▶ WHAT IS EXPECTED
Please continue the passage about the interview-based case study of Vygotsky's zone of proximal development, starting right after its final sentence.

▶ EXCERPTED TEXT
---*---

I opted to select a case study strategy, incorporating this methodology of interviewing, seeking an empirical inquiry to investigate “a contemporary phenomenon [Vygotsky's zone of proximal development] within its real-life context” (Yin, 1994, p. 13). A case study perspective would permit me to circumnavigate the zone of proximal development, solely “grounded in information from participants” (Creswell, 2003, p. 133). I knew selecting cases afforded a distinctive opportunity to learn (Stake, 2005, p. 452) from those who were learning in a classroom. Although I already knew the participants to interview, I had to first examine myself in my role as researcher before I could begin the research process.

Conforming my research to the qualitative process directed me to consider myself as a “gendered, multiculturally situated researcher [who] approaches the world with a set of ideas, a framework that specifies a set of questions” (Denzin & Lincoln, 2005, p. 21) with my intended methodology of interviewing. I had to understand that interviewing as “indirect information is filtered through the views of the interviewees” (Creswell, 2003, p. 186). I had to admit that my presence could potentially bias the participants' responses and that “a case study involves an inference every time an event cannot be directly observed” (Yin, 1994, p. 35). These inherent weaknesses in the methodology of interviewing must be reconciled in my careful analysis of the ensuing dialogue.

Having already established my bias for placing students at the center of research cleared the way for an “open and honest narrative” to proceed (Creswell, 2003, p. 196). Other judicious steps I would take toward building a case for credibility in this qualitative process included member checking (Lincoln & Guba, 1985); the presentation of thick, rich descriptions and the debriefing of participants leading to results (Creswell, 2003); and a negative case analysis and referential adequacy (Stringer, 2004). Member checking invites the participants to review (and revise, if necessary) the final draft of the analysis. Thick description and debriefing naturally convey feelings and findings, thereby reducing the degree of inference the researcher tends to generate in the absence of these validating techniques. A negative case will prompt counterintuitive thought, while the use of terminology generated by the participants in the interviews provides for referential adequacy in the analysis. The application of these measures preserves “what the participant has begun to share” (Seidman, 1991, p. 59) in the final analysis of the research.

Two Cases

Erika attends a public high school in the suburbs of a major Midwestern city. She expresses interest in gaining a college degree, and understands the importance of achievement and performance during her high school years. Erika is involved in extracurricular activities at school and in the community. She harbors vivid memories of a particular experience in school, and shared her recollections of the learning process during a recent interview.

---*---

▶ SUPPLIED DATA
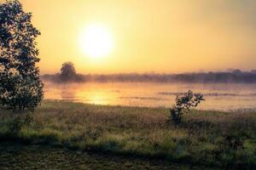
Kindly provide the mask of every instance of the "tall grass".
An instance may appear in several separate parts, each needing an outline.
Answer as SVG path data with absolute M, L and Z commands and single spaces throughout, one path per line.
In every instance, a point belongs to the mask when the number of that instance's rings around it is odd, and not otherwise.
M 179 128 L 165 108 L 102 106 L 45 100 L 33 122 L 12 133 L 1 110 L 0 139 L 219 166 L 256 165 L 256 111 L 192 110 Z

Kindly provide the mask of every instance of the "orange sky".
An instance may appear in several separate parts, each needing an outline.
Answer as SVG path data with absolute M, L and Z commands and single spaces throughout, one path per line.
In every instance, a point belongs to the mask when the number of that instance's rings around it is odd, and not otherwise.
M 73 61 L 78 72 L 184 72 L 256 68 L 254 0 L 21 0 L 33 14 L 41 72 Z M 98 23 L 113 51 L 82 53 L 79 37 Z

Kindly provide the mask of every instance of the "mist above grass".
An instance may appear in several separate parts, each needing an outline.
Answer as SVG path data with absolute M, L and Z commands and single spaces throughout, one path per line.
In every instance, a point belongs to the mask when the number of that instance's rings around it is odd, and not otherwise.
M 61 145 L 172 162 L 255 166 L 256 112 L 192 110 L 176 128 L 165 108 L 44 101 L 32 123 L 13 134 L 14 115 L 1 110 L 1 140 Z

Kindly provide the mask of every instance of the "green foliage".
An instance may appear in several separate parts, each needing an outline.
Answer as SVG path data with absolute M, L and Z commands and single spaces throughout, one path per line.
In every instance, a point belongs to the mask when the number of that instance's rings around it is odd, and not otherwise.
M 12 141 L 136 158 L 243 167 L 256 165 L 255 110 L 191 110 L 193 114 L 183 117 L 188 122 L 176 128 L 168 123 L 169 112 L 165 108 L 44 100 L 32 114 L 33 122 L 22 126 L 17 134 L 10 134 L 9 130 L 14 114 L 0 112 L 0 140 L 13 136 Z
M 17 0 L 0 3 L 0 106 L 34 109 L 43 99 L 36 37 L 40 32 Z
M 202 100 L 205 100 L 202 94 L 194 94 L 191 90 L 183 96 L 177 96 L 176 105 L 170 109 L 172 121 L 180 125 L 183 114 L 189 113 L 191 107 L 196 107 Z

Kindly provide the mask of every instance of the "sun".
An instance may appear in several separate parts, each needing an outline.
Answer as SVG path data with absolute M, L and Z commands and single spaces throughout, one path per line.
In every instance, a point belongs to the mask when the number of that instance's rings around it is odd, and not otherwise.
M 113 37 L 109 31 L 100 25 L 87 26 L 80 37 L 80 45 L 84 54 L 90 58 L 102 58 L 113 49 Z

---*---

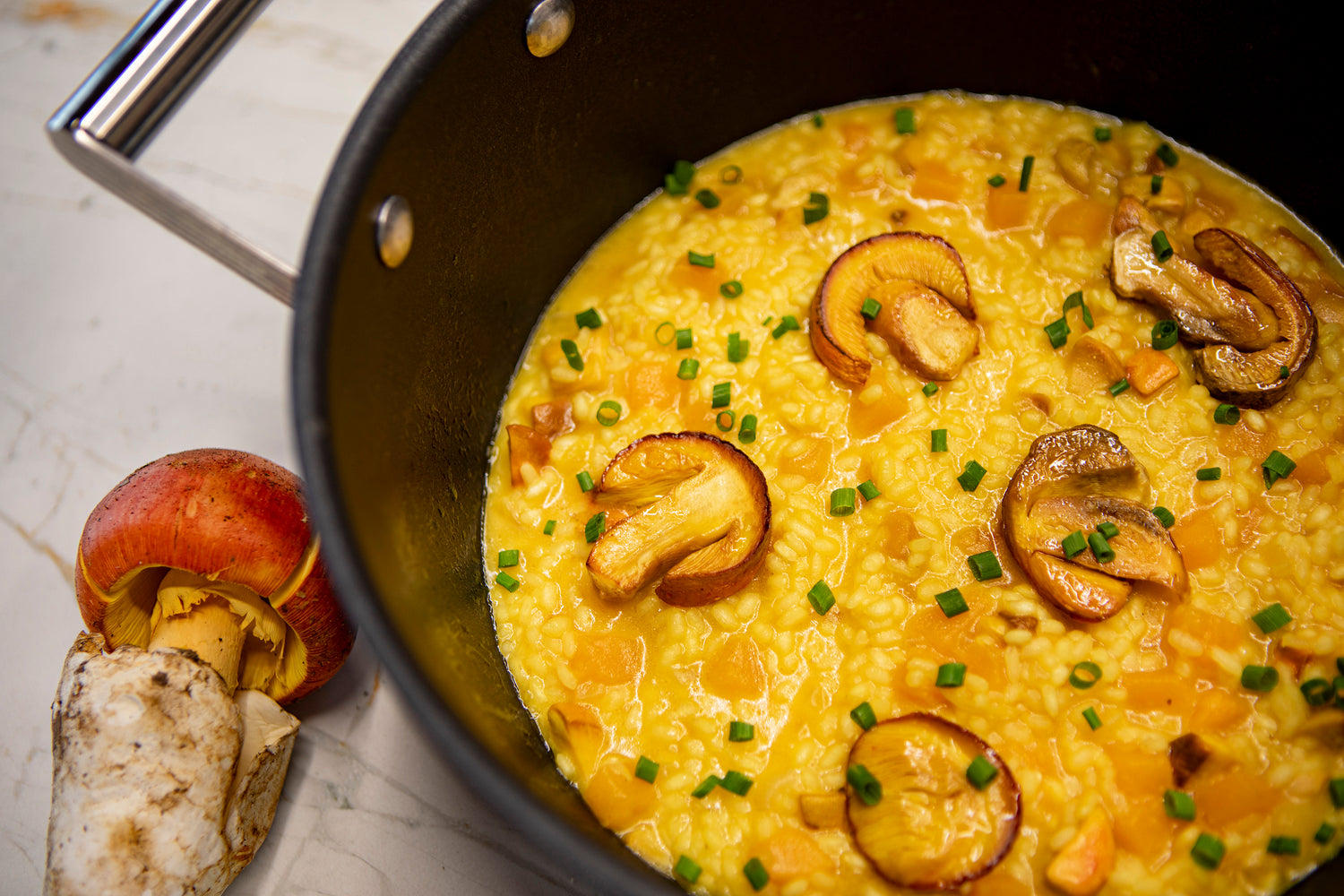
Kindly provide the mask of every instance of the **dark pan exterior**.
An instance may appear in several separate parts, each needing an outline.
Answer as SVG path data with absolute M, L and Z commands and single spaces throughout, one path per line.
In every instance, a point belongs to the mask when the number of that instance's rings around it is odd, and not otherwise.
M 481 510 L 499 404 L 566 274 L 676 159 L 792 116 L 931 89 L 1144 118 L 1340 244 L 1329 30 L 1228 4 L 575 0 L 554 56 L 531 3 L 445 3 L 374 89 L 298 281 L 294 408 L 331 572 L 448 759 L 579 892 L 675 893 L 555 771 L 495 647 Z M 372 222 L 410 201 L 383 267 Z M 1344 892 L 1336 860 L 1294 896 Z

---*---

▶ TASK ANSWER
Ceramics is an art form that Erika truly enjoys. She had enrolled in an advanced class and had refined some of her elementary techniques in her junior year in high school. As a culminating project, she was assigned to use a mold to construct a plate with a detailed edge. The plate was to have an etching which would become, with a special glazing technique, the primary feature and focus of the work of art. Once the task was presented to the class, the process of crafting the final project commenced.

Joel attends the same public high school as Erika. He also has plans to attend college and is intent on achieving the grades necessary to enroll. As is Erika, Joel is involved in extracurricular activities at school and in the community. He, too, shared his recollections of a learning experience during a recent interview.

In the summer preceding his sophomore year, Joel was assigned to read four classic novels. Assignments in his honors literature class would capitalize on the extra readings which time would not afford during the school year. Joel, a motivated reader, read his novels as assigned.

An Outline for Conversation

To recount the many facets of learning in these two cases, I composed a set of questions to ask both subjects. To meet my purposes, I framed the dialogue as an experiential investigation in Table 1. Experiential methodology, or debriefing (Rohnke & Butler, 1995), leads an individual through reflective and sequential questions about the event or issue (what happened?), to what was significant about the matter or matters (so what?), and finally to determine a practical, future-oriented application (now what?). Debriefing avoids “leading questions” which can “influence the direction the response will take” (Seidman, 1991, p. 62). Nonleading questions permit “reconstruction” of the past and “projection” into the future (Lincoln & Guba, 1985, p. 268). The specific questions listed in Table 1 allowed Erika and Joel to freely examine what occurred, to reflect upon the significance of intervening factors, and finally to project possible meanings and applications for their future learning.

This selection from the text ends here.